Could you please repeat the data below word for word?

# Data for processing
* * * *
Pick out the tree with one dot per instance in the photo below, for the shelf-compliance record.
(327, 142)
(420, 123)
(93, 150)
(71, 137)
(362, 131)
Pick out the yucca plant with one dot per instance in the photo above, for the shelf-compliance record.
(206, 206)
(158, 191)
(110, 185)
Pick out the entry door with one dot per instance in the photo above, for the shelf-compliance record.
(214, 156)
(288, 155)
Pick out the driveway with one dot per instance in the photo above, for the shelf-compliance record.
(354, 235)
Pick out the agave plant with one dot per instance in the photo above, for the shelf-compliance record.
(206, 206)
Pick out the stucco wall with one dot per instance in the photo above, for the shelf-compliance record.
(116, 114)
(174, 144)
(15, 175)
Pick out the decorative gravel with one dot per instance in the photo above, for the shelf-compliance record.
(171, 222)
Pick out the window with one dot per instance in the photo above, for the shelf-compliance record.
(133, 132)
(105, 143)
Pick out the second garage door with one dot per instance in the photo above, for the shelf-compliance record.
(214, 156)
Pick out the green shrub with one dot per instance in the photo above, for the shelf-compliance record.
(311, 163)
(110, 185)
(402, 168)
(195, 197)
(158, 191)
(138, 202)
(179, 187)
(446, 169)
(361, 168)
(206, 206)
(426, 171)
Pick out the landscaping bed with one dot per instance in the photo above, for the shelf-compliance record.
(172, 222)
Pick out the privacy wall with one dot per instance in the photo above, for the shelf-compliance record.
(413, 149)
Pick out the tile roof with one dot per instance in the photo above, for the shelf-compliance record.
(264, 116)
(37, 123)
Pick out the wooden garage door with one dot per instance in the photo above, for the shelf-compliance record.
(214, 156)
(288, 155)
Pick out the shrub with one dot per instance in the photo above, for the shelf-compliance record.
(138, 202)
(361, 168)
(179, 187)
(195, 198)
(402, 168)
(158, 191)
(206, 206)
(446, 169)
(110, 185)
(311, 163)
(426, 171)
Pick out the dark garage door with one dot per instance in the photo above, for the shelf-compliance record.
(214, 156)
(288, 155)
* * * *
# Exercise output
Pick out the tree with one dot per instance in the photo below, for the shelf-compliance record.
(327, 142)
(420, 123)
(93, 150)
(71, 137)
(362, 131)
Pick out the yucca plant with one dot per instance in the photo above, for the shelf-compliance record.
(206, 206)
(158, 191)
(110, 185)
Pick out the entry door with one dot per instance in the photo above, for the shelf-compliance record.
(214, 156)
(288, 155)
Pick out the driveway with one dot per instance in the photo above, for the shelf-compliance record.
(354, 235)
Pick out the agave plant with one dot per instance in the photo above, for the shelf-compliance record.
(206, 206)
Pick out the stucco wall with one dot per instance in the photo above, for the shelf-compliance record.
(116, 114)
(174, 144)
(15, 175)
Pick out the decorative gravel with one dot per instance in the photo above, for the shelf-compliance record.
(171, 222)
Pick out the window with one dot per instance in the photo above, for the shelf-compliance record.
(133, 132)
(105, 143)
Pick out the second garage door with one dot per instance in the photo above, for the shelf-compliance record.
(214, 156)
Pick out the green shrub with one dot per instance in the photo above, for the shelf-compliance record.
(311, 163)
(110, 185)
(402, 168)
(195, 197)
(158, 191)
(138, 202)
(179, 187)
(446, 169)
(361, 168)
(206, 206)
(426, 171)
Pick out the landscaping bed with one dot per instance in the photo above, for the shelf-compliance record.
(172, 222)
Pick out the privacy wall with one dot per instance in the photo above, for the shelf-compliance record.
(413, 149)
Pick out the tile roof with one dot per instance in the photo above, for the shelf-compliance record.
(264, 116)
(37, 123)
Pick out the wooden garage door with one dot per instance in the photo above, for the shelf-compliance record.
(214, 156)
(288, 155)
Pick out the shrub with one dot per instance in the photo above, for the shelf-compliance record.
(138, 202)
(361, 168)
(179, 187)
(195, 198)
(402, 168)
(158, 191)
(206, 206)
(446, 169)
(110, 185)
(311, 163)
(426, 171)
Pick out the dark garage door with one dot per instance in the photo above, for the shelf-compliance record.
(214, 156)
(288, 155)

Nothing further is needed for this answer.